━━ DATASET RECORDS

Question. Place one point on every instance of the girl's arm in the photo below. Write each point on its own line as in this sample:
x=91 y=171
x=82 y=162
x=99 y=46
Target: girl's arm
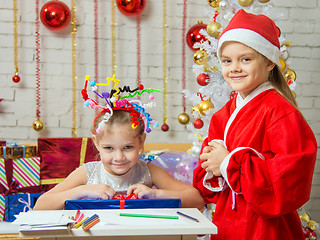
x=72 y=188
x=168 y=187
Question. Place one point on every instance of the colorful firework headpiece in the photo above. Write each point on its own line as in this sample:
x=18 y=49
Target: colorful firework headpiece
x=114 y=101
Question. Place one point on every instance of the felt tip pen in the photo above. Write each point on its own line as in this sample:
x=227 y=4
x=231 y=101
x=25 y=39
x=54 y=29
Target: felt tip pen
x=187 y=216
x=148 y=216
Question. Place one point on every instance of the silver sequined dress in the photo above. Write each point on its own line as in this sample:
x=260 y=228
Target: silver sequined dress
x=96 y=174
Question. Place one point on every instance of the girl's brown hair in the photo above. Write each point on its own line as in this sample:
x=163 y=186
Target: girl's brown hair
x=279 y=82
x=118 y=117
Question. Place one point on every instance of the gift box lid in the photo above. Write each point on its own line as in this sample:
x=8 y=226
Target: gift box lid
x=128 y=204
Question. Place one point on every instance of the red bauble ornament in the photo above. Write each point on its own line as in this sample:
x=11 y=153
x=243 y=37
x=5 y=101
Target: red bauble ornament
x=131 y=7
x=202 y=79
x=194 y=35
x=16 y=78
x=198 y=123
x=165 y=127
x=55 y=15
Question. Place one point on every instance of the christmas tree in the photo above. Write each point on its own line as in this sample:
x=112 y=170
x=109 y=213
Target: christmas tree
x=214 y=92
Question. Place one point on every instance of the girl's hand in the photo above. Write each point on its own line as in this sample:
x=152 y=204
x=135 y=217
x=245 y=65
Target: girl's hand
x=213 y=159
x=142 y=191
x=97 y=191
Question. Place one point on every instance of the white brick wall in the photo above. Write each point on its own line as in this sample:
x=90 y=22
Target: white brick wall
x=17 y=111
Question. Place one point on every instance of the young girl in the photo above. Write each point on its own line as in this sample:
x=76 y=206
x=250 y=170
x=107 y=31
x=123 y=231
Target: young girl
x=258 y=160
x=118 y=134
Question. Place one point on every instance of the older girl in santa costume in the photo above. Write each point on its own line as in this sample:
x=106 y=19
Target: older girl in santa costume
x=258 y=160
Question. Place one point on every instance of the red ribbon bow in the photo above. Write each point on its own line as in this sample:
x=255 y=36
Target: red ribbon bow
x=12 y=188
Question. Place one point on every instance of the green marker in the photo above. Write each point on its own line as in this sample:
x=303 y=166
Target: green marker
x=147 y=216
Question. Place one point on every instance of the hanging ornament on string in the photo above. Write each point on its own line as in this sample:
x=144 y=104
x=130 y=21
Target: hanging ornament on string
x=282 y=64
x=205 y=105
x=194 y=36
x=55 y=15
x=214 y=28
x=165 y=126
x=38 y=125
x=290 y=76
x=131 y=7
x=200 y=57
x=203 y=79
x=198 y=123
x=214 y=3
x=184 y=118
x=16 y=77
x=74 y=69
x=245 y=3
x=114 y=36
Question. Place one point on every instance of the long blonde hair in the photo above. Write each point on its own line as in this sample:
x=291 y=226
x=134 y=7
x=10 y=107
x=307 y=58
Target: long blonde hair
x=279 y=82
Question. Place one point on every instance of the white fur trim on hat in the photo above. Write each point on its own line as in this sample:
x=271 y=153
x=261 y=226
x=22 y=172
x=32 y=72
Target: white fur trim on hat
x=251 y=39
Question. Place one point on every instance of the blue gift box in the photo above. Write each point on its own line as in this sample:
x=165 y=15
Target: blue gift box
x=17 y=203
x=128 y=203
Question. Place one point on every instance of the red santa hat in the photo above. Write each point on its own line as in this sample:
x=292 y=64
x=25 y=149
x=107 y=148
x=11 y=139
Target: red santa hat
x=256 y=31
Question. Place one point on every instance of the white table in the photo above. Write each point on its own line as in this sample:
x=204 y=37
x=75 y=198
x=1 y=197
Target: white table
x=112 y=226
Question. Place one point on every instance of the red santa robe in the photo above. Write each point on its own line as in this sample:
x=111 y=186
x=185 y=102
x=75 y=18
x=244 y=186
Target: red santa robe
x=268 y=174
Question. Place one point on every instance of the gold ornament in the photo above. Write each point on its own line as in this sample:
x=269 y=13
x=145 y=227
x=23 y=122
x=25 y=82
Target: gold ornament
x=37 y=125
x=245 y=3
x=200 y=57
x=213 y=29
x=214 y=3
x=289 y=74
x=287 y=43
x=205 y=106
x=183 y=118
x=283 y=64
x=196 y=108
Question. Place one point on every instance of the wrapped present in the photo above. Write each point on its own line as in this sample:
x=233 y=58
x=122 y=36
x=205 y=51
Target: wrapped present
x=17 y=203
x=123 y=204
x=60 y=156
x=14 y=150
x=21 y=175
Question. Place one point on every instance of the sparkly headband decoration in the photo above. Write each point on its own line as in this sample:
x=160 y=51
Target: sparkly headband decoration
x=114 y=102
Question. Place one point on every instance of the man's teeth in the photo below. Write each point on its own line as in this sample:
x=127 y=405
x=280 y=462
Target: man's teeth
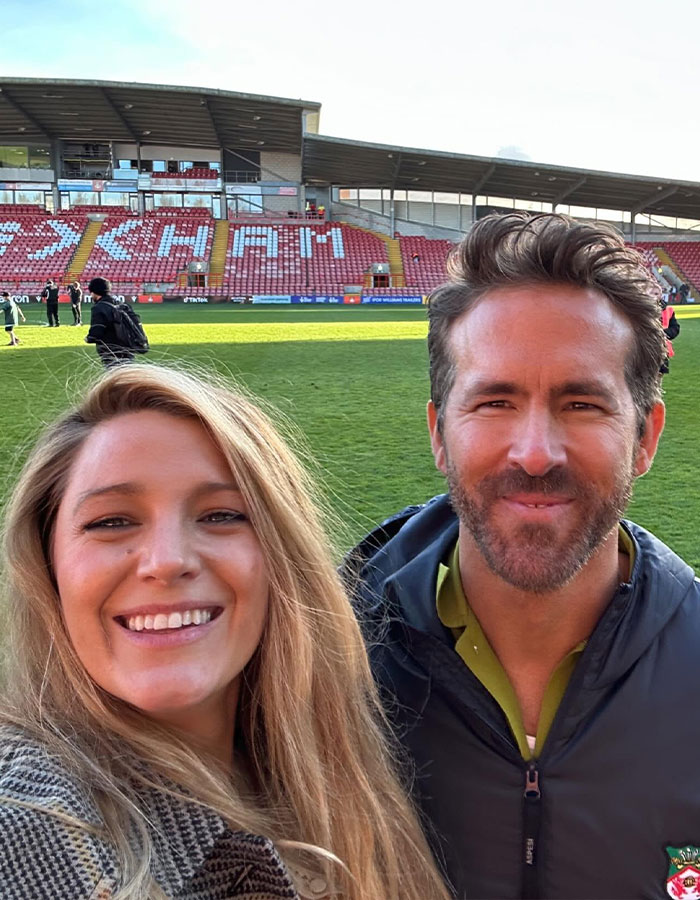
x=163 y=621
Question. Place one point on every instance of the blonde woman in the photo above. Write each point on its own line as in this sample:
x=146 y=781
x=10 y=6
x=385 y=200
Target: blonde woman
x=188 y=709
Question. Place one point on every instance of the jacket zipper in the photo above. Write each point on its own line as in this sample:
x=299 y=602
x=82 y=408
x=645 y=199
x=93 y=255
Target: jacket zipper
x=531 y=831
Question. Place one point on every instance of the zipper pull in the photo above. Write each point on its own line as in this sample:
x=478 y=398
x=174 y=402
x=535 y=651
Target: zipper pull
x=532 y=781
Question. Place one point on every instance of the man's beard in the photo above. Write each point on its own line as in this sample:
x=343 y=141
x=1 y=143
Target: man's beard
x=537 y=557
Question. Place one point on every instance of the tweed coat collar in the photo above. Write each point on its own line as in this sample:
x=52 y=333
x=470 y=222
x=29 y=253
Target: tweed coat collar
x=196 y=855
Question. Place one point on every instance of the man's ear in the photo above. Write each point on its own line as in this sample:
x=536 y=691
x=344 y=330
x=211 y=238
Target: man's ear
x=436 y=442
x=653 y=426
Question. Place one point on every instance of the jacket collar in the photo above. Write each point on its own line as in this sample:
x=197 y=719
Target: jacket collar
x=404 y=570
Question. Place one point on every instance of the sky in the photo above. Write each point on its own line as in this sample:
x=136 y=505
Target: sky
x=601 y=84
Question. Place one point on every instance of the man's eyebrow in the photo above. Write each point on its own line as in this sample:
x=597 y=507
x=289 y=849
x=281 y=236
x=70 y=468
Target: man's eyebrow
x=584 y=388
x=487 y=387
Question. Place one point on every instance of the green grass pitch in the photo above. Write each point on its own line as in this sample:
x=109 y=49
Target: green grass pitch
x=354 y=381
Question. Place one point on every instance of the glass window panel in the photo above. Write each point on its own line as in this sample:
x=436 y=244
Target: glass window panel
x=39 y=158
x=115 y=198
x=610 y=215
x=167 y=199
x=84 y=198
x=420 y=196
x=14 y=157
x=29 y=197
x=198 y=200
x=446 y=198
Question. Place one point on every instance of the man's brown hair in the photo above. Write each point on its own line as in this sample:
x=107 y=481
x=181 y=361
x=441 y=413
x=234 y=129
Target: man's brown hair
x=516 y=250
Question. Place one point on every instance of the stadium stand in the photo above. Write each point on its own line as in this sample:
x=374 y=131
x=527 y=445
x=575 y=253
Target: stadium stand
x=424 y=261
x=683 y=256
x=35 y=246
x=277 y=259
x=155 y=247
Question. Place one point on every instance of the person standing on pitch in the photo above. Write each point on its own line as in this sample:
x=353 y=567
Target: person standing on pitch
x=50 y=292
x=12 y=314
x=540 y=655
x=102 y=332
x=76 y=298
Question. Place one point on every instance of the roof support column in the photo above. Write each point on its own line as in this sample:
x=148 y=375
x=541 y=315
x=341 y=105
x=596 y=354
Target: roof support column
x=56 y=163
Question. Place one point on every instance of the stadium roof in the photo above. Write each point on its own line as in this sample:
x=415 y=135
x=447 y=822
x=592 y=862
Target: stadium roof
x=330 y=160
x=41 y=109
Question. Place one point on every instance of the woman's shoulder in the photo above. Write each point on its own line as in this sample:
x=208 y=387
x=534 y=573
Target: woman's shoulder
x=31 y=773
x=49 y=845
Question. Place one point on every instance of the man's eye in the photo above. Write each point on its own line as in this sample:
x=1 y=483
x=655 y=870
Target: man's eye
x=492 y=404
x=108 y=522
x=223 y=516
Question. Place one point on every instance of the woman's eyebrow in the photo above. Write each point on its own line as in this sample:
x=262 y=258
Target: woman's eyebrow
x=123 y=487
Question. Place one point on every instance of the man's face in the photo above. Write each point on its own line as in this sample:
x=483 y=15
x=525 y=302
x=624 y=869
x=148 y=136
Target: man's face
x=539 y=440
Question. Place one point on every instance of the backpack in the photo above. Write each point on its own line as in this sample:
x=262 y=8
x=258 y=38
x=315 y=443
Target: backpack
x=128 y=328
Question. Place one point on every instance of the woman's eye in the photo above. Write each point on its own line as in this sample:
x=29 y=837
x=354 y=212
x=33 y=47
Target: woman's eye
x=223 y=516
x=108 y=522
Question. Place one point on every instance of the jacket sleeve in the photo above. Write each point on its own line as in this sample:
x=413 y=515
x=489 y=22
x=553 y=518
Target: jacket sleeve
x=100 y=322
x=673 y=329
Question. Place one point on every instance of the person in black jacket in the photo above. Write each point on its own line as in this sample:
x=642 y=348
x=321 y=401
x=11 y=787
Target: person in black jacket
x=539 y=655
x=76 y=299
x=50 y=293
x=102 y=331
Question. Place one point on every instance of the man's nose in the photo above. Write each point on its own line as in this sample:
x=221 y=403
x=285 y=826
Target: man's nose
x=537 y=443
x=167 y=552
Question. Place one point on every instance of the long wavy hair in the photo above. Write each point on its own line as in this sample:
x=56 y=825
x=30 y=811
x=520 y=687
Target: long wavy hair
x=309 y=722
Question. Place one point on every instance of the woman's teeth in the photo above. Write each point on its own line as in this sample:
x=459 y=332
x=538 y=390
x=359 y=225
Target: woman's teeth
x=163 y=621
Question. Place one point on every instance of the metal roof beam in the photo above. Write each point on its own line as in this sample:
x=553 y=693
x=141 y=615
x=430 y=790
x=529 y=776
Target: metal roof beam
x=22 y=111
x=117 y=112
x=478 y=185
x=567 y=192
x=655 y=197
x=215 y=129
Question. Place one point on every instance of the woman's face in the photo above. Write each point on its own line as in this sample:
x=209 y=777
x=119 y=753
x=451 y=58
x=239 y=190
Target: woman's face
x=162 y=579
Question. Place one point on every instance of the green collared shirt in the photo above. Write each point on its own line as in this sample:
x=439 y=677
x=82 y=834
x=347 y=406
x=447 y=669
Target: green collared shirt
x=470 y=642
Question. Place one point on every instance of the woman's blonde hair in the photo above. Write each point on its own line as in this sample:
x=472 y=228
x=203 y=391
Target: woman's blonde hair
x=309 y=720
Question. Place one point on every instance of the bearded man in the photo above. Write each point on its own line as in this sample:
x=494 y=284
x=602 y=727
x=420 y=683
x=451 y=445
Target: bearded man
x=539 y=655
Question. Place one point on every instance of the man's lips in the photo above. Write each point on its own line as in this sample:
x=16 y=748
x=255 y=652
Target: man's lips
x=538 y=500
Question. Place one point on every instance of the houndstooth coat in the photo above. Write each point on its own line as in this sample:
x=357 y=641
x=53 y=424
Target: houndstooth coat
x=197 y=857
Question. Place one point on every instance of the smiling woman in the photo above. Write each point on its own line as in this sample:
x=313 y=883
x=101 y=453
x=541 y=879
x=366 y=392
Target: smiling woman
x=188 y=709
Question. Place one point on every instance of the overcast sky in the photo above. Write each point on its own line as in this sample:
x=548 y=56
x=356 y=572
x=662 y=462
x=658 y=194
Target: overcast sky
x=601 y=84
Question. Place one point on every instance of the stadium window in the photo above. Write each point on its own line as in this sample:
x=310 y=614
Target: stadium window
x=115 y=198
x=609 y=215
x=198 y=200
x=39 y=157
x=451 y=199
x=167 y=200
x=14 y=157
x=33 y=197
x=84 y=198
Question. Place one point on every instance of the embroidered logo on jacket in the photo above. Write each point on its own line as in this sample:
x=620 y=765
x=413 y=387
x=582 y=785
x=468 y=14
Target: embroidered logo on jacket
x=683 y=882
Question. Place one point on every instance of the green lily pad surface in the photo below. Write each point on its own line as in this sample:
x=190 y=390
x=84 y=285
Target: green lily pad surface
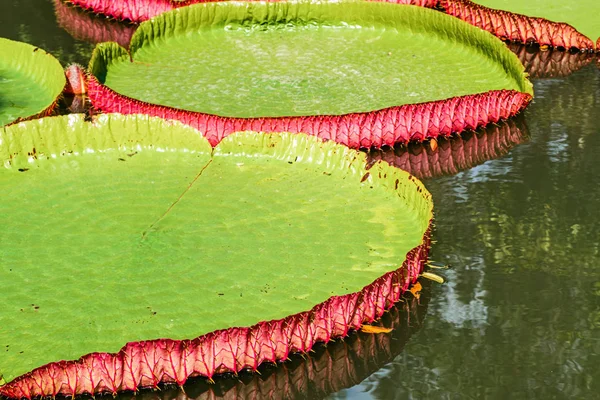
x=30 y=80
x=240 y=59
x=132 y=228
x=583 y=15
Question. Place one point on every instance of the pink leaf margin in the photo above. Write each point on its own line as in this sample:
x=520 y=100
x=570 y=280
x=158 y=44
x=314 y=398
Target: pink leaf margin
x=386 y=127
x=517 y=27
x=146 y=364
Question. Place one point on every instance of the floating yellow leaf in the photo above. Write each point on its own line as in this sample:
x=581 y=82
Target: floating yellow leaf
x=374 y=329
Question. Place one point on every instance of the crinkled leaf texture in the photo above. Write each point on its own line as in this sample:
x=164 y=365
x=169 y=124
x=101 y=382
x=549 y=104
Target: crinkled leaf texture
x=142 y=10
x=30 y=81
x=546 y=22
x=363 y=74
x=134 y=229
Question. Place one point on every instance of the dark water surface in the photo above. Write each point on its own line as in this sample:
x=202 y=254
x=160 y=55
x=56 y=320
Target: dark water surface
x=520 y=314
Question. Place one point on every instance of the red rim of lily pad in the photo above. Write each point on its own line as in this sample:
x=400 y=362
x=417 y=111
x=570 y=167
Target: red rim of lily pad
x=413 y=122
x=449 y=156
x=92 y=28
x=398 y=124
x=506 y=25
x=517 y=27
x=330 y=368
x=141 y=10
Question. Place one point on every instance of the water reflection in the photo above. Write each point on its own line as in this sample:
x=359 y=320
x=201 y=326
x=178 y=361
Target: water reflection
x=457 y=153
x=330 y=368
x=86 y=26
x=521 y=316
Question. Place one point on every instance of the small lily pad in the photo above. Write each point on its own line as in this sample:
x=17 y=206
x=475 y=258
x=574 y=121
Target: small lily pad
x=133 y=229
x=581 y=14
x=30 y=81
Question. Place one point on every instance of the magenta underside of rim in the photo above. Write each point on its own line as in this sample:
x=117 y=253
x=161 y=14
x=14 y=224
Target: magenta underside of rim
x=453 y=155
x=386 y=127
x=517 y=27
x=145 y=364
x=142 y=10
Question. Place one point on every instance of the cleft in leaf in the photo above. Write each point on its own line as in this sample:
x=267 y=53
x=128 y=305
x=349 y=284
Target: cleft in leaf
x=363 y=74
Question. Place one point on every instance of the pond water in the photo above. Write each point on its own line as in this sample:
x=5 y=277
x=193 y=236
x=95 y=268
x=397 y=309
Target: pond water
x=519 y=316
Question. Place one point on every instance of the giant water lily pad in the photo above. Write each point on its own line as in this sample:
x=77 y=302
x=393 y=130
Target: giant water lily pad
x=30 y=81
x=361 y=73
x=132 y=229
x=581 y=14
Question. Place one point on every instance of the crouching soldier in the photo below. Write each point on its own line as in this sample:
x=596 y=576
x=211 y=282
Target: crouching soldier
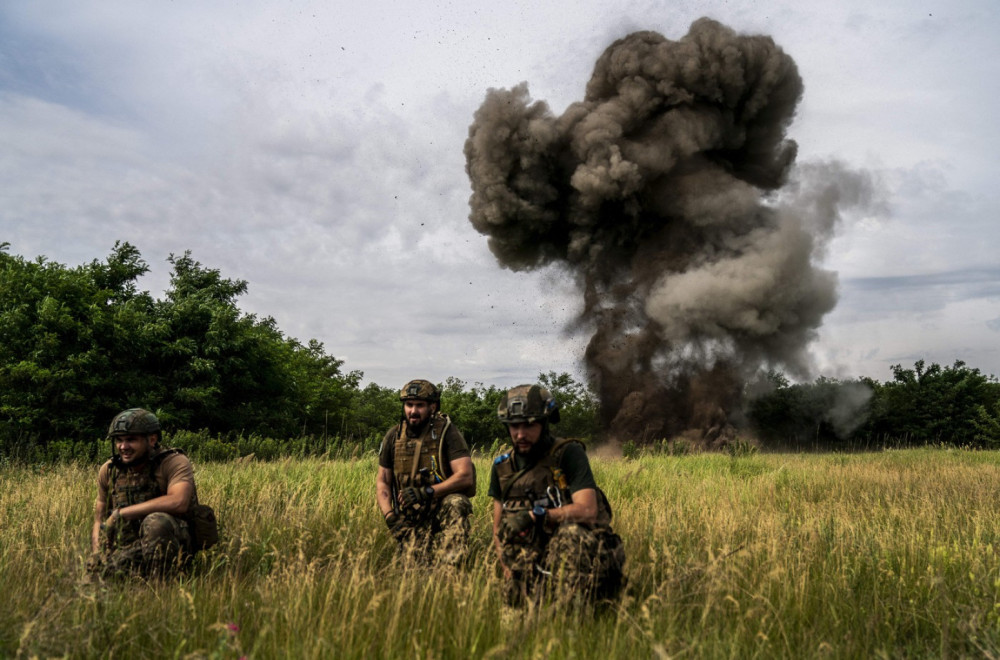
x=147 y=519
x=551 y=523
x=425 y=479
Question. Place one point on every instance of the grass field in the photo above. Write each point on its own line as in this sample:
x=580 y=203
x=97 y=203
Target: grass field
x=892 y=554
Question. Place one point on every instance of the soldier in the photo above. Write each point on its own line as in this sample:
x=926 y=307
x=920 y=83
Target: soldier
x=425 y=479
x=551 y=523
x=146 y=502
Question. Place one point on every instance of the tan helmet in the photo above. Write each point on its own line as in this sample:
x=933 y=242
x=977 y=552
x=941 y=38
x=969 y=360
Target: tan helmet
x=420 y=389
x=528 y=403
x=134 y=421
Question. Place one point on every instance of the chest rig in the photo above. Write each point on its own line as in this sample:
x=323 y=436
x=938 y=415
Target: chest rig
x=127 y=487
x=543 y=483
x=420 y=461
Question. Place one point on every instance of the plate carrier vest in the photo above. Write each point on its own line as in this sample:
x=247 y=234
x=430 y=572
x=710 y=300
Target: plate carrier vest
x=426 y=452
x=521 y=488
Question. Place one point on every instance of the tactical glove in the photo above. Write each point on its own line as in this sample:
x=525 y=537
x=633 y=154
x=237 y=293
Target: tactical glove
x=414 y=496
x=519 y=524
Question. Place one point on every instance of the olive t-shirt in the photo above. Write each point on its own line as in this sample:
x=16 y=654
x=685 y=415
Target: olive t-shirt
x=574 y=465
x=173 y=469
x=454 y=447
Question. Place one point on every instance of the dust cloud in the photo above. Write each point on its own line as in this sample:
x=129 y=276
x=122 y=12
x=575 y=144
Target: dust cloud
x=669 y=194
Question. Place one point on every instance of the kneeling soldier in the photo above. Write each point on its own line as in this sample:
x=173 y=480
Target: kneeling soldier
x=551 y=523
x=425 y=479
x=146 y=503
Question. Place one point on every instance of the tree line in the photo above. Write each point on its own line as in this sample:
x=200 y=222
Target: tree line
x=79 y=344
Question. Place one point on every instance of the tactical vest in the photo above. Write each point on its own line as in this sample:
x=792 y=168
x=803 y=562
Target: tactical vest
x=426 y=452
x=127 y=486
x=520 y=489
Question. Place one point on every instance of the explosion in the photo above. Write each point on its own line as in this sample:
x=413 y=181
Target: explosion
x=668 y=194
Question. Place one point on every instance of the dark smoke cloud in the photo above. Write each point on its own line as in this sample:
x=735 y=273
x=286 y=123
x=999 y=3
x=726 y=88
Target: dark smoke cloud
x=669 y=194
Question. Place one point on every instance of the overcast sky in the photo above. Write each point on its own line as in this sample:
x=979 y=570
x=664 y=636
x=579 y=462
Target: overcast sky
x=315 y=150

━━━━

_EXERCISE_:
Can you quote exactly the lines from the one containing "Question. Place one point on every instance of the kneeling" through the last line of the records above, and nothing else?

_TASK SOLUTION_:
Question. Place one point on every instance of the kneeling soldier in the photo above. Write each point on its own line as in this sample:
x=173 y=480
Target: kneeling soldier
x=551 y=523
x=425 y=479
x=146 y=503
Question. Place one point on every instance of the tree line in the photo above. Write each point on its own line as in this sample:
x=200 y=222
Target: tree line
x=79 y=344
Question. Place one point on every instance of the tactical vest in the photo above. Write each point on its own line as in this sample:
x=792 y=168
x=803 y=562
Target: tactical vest
x=426 y=452
x=127 y=486
x=520 y=489
Question. Place one point on every instance of the explosion in the photo above. Write each point on its own line as in this sample:
x=413 y=181
Target: explosion
x=668 y=194
Question. Place one point on every instance of the dark smoke cloud in the photo above. Write each point on its own line as in this sample:
x=735 y=273
x=286 y=123
x=999 y=3
x=726 y=88
Target: dark smoke cloud
x=669 y=194
Question. Place one point on every instance of the overcast sky in the photo above. Write each point on its own line as in this sample:
x=979 y=570
x=664 y=636
x=579 y=462
Target: overcast sky
x=315 y=150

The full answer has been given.